Please reproduce each line of the outline material below without any changes.

start Supplied records

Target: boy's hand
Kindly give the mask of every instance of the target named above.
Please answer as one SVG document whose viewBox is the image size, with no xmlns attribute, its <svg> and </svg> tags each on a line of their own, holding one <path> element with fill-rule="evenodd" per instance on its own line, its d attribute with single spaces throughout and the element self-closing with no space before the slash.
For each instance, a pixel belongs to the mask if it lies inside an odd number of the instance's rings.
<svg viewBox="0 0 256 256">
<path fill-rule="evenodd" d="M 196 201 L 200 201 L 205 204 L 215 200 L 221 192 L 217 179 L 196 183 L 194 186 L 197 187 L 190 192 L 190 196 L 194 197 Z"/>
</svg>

end Supplied records

* Completed task
Target: boy's hand
Kindly give the mask of every instance of the target named above.
Please answer as one SVG document whose viewBox is the image size, with no xmlns attribute, its <svg> and </svg> tags each on a line of their own, holding one <path> element with fill-rule="evenodd" per instance on its own line, its d attribute with single spaces throughout and the element self-closing with no space before the slash.
For each instance, a pixel belongs to the mask if it lies inside an odd number of the instance's rings.
<svg viewBox="0 0 256 256">
<path fill-rule="evenodd" d="M 196 201 L 200 201 L 205 204 L 215 200 L 221 192 L 217 179 L 196 183 L 194 186 L 197 187 L 190 192 L 190 196 L 194 197 Z"/>
</svg>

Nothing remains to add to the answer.